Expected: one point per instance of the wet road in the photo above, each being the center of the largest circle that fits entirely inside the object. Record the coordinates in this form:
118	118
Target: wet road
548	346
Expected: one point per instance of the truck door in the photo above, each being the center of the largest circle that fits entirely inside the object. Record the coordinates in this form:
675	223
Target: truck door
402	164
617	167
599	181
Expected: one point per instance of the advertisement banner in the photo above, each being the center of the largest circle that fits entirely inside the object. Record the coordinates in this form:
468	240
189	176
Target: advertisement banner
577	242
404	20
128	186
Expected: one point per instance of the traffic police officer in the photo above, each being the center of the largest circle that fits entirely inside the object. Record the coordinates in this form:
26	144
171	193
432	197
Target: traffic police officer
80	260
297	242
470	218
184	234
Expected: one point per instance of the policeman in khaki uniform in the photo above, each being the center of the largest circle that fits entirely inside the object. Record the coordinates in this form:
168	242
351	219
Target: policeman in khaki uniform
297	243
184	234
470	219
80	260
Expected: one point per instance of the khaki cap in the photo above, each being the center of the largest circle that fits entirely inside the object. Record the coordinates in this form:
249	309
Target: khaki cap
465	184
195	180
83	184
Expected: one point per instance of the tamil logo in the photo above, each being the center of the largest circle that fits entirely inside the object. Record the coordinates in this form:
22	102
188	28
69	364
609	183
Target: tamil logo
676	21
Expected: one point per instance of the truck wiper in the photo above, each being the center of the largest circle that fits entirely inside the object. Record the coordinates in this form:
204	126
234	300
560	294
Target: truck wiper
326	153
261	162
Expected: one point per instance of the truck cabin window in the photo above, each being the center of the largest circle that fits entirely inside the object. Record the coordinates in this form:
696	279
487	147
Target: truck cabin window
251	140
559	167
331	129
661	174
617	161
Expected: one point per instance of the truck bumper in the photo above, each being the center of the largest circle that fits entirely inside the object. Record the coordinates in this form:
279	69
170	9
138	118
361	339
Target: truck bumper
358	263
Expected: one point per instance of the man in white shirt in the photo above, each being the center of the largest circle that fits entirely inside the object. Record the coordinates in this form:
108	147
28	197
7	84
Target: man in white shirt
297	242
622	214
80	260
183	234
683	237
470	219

· · · · ·

* [GOAL OF THE EXERCISE]
Please report all lines in the entries where "Expected" appears.

* [RESPONSE TO THE TASK]
Expected: one point per instance of the wet road in the photo above, each being the center of the largest circle that fits entirely inside the object. Record the coordinates in this form:
Expected: one point per instance of the truck door in the photo above, each being the center of the largest circle that fits entirely inside the object. Record the coordinates in this form:
Expected: one point per instance of the advertisement banner in the photo above, each being the center of the largest circle that fits entirely inside the object. Record the coordinates in this form:
Expected: one point per instance of the traffic police officer in the photo above, each being the center of the largest circle that fits entirely inside the object. Record the coordinates in this form:
Expected: one point per instance of the policeman in khaki uniform in the photo above, each being the center of the largest circle that fits entirely inside the object. Record the coordinates in this form:
Expected: one point per instance of the khaki cap in the photo above, each being the center of the largest circle that fits entirely inside the object. Record the coordinates in this form:
Expected: one point per instance of the tamil logo in the photo above, each being the center of the largest circle that fits entirely inside the object. Record the coordinates in this form:
Expected: one point per instance of the truck wiper in the photo above, each being the center of the largest circle that fits entirely inside the object. Record the coordinates in this form:
Expected: one point per instance of the truck cabin window in the photo above, each being the center of the largest circle that fits entirely inside the object. Record the coordinates in this form:
Expected: one point per instance of the truck bumper in the photo above, each being the center of the largest circle that fits entirely inside the object. Record the coordinates in this form:
Expected: one point per instance of the man in white shirt in the photo above, each being the center of the largest circle that fits entirely inside the object. Record the coordinates in this form:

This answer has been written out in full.